DIE AUFGABEN:
1 – Welches Kettenblatt ist laut dem Forenthread zum Unterbodenschutz derzeit vorne montiert, und zu welchem soll bald gewechselt werden?
2 – Erkläre in ein bis drei Sätzen nach dem Forenthread zum Unterbodenschutz, warum eine Kante beim Aufprall fast die Kettenstreben oder das Tretlager berührt.
3 – Führe den Forenthread zum Unterbodenschutz mit dem Beitrag von Trialar fort.

FORENTHREAD:
··········
# Unterbodenschutz für Standartrahmen



## Lord Shadow (23. September 2007)

Mein Trialbike ist eigentlich gar keins. Aber für ein richtiges ist erstmal nicht die Kohle da und außerde mag ich die Fahreigenschaften. Allerdings habe ich das Problem, dass, wenn ich auf ne Kante Knalle, diese fast die Kettenstreben oder das Tretlager berührt, da ich nur mit Rockring fahre und das ganze Rad dann manchmal seitlich wegkippt. Im Moment hab ich vorne noch ein 36er drauf, will aber bald auf 22er wechseln und damit wird der Bashring nochmal kleiner.
Mein Rad hat natürlich keine Befestigung für sone Schutzplatte und deshalb wollte ich fragen ob es die auch für Räder ohne Befestigungspunkte gibt, bzw. schonmal jemand einen Adapter gebastelt hat.


----------



## Trialar (23. September 2007)
··········
BEREITGESTELLTE ANGABEN:
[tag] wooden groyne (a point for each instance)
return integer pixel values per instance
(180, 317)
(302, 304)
··········
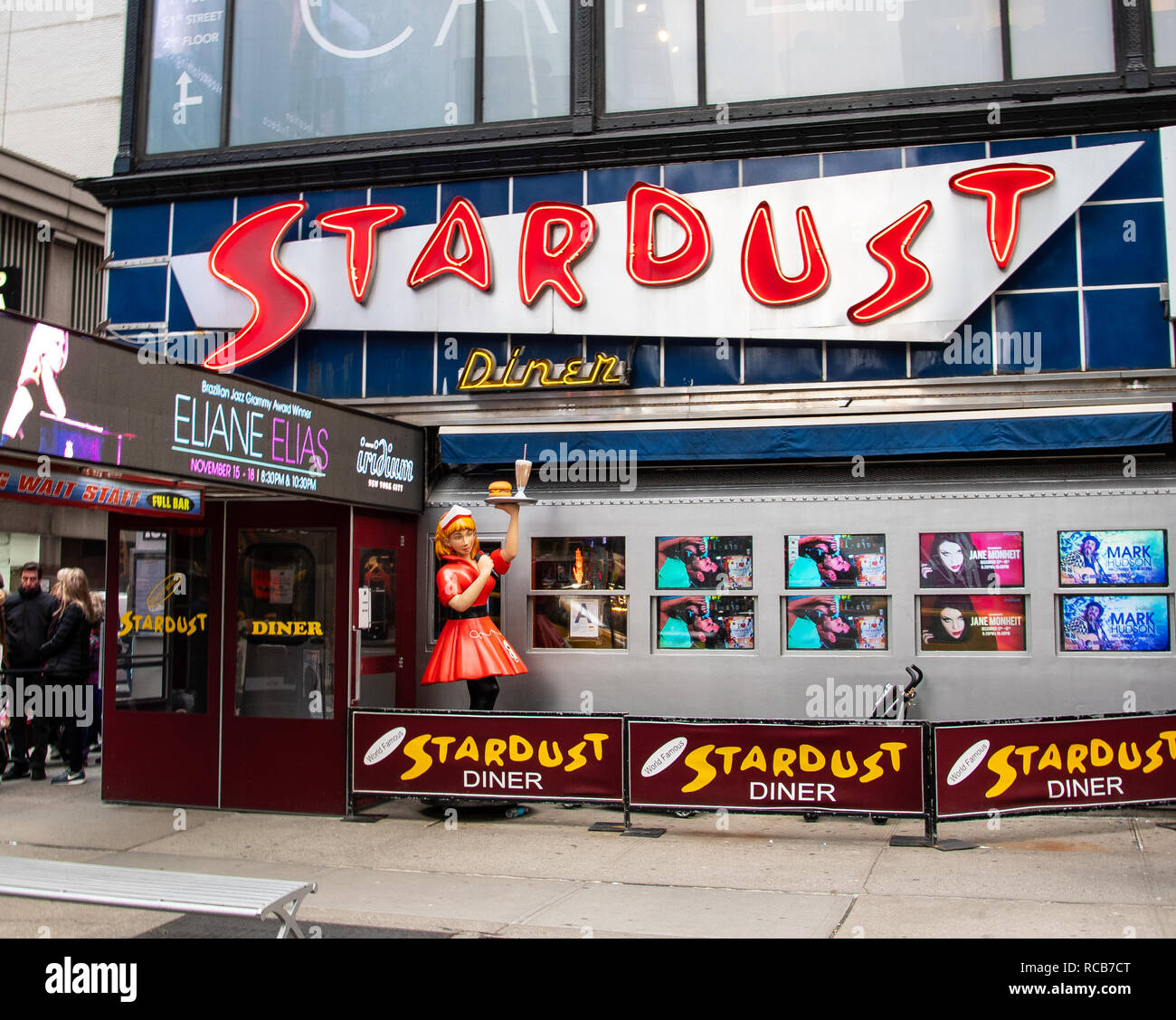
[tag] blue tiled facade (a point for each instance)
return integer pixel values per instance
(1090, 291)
··········
ERGEBNISSE:
1 – Derzeit ist vorne ein 36er montiert, bald soll es ein 22er werden.

2 – Das liegt daran, dass nur mit Rockring gefahren wird und das ganze Rad dann manchmal seitlich wegkippt.

3 –
Also wenn du mit nem 36Zähne Rockring aufsetzt isses klar dass dein Rad seitlich wegkippt. Mitt nem Kleineren ist dass schon mal viel geringer. Aber auch wenn das Rad seitlich wegkippt isses mir noch nie passiert dass ich dann auf der Kettenstrebe, bzw auf dem Tretlager aufsetze, jedenfalls nicht so, dass es in geringster Weise irgendwelche Schäden verursachen hätt können, außer Kratzer vielleicht.(auch bei Rädern mit längeren Kettenstreben) Daher denke ich nicht dass irgendwer ne Schutzplatte für 26" anbietet oder bastelt.

Für mich ist ne Bodenplatte sinnlos. Für 26" wie auch für 20".


----------



## MTB-News.de




----------



## Lord Shadow (23. September 2007)

Klingt plausibel. Heftigen Kontakt hatte ich auch noch nie.


----------



## der_jo (24. September 2007)

Alter, "standard" mit d am Schluss


----------



## Lord Shadow (24. September 2007)

Ohhh Mann


----------



## infinitetrails.de (25. September 2007)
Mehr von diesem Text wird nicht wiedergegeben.